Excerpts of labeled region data
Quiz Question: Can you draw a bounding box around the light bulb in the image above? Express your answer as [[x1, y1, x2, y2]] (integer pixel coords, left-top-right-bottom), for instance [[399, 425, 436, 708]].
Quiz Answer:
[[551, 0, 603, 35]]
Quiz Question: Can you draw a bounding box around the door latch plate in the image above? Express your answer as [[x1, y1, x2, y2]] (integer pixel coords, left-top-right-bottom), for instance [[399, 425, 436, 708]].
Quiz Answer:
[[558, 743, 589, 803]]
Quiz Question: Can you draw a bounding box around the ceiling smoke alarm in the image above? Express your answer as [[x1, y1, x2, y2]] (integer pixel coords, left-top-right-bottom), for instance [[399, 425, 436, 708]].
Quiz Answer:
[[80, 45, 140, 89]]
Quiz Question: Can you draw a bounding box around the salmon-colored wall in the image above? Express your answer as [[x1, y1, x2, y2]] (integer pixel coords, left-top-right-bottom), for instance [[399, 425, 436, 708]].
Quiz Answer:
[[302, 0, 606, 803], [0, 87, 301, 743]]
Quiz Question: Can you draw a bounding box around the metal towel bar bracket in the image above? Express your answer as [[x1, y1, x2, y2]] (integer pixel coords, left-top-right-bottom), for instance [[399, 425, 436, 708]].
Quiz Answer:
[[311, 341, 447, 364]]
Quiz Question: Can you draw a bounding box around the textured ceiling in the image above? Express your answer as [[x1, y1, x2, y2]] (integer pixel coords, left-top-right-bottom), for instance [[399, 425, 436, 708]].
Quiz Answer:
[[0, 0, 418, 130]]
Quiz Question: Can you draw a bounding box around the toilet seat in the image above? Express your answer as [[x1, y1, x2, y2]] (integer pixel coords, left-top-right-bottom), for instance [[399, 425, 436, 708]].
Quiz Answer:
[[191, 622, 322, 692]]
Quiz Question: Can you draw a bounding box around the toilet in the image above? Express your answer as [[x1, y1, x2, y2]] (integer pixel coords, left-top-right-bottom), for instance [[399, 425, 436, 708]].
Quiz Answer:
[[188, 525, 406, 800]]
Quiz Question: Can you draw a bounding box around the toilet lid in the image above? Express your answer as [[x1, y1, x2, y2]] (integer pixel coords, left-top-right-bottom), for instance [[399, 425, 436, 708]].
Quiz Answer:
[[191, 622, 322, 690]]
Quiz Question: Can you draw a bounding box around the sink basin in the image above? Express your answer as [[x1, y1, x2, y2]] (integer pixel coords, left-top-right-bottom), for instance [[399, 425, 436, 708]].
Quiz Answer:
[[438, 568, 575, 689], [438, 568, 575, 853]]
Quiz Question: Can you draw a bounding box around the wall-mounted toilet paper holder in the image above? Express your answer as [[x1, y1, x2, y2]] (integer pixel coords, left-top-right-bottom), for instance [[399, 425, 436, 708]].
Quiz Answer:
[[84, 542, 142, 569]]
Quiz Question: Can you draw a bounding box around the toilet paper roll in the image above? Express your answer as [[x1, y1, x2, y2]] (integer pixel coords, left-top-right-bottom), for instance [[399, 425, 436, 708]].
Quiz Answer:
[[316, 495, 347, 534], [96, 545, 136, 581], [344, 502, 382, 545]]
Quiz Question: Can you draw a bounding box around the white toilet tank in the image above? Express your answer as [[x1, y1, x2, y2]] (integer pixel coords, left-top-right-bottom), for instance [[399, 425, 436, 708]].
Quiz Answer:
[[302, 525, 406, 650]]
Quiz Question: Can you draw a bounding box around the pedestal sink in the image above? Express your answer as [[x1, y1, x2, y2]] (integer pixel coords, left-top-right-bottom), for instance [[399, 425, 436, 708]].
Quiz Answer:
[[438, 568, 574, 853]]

- WHAT YOU HAVE TO DO
Copy everything from the line containing "Quiz Question: Can you draw a bounding box around the sink" down through the last of the entries, character for character.

- OUTPUT OF THE TASK
Quiz Question: Can you draw a bounding box around the sink basin in the image above? Express your answer as [[x1, y1, x2, y2]] (integer pixel coords, left-top-right-bottom), for instance [[399, 425, 436, 708]].
Quiz Answer:
[[438, 568, 575, 689], [438, 568, 575, 853]]
Quiz Question: Can you draw a bounding box around the wall-mounted toilet paper holder in the image above? Express your answer as [[x1, y1, x2, y2]] (integer pixel coords, left-top-right-bottom), for instance [[399, 425, 436, 708]].
Quiz Answer:
[[84, 542, 142, 569]]
Quiz Question: Can you draw a bounding box around the toilet paper roll in the image above? Express your answer as [[x1, y1, x2, y2]] (integer pixel coords, left-top-right-bottom), for instance [[399, 425, 436, 708]].
Quiz Answer:
[[316, 495, 347, 534], [96, 545, 136, 581], [344, 502, 382, 545]]
Quiz Question: Can you draw a bounding box around the white toilet tank in the image above? Express your answer as [[x1, y1, x2, y2]] (integer pixel coords, left-top-right-bottom), for instance [[399, 425, 436, 708]].
Quiz Answer:
[[302, 525, 406, 650]]
Quiz Question: Can you draw a bounding box around the pedestal sink in the image above? Express your answer as [[x1, y1, x2, y2]] (integer pixel coords, left-top-right-bottom), for instance [[399, 425, 436, 708]].
Quiz Answer:
[[438, 568, 574, 853]]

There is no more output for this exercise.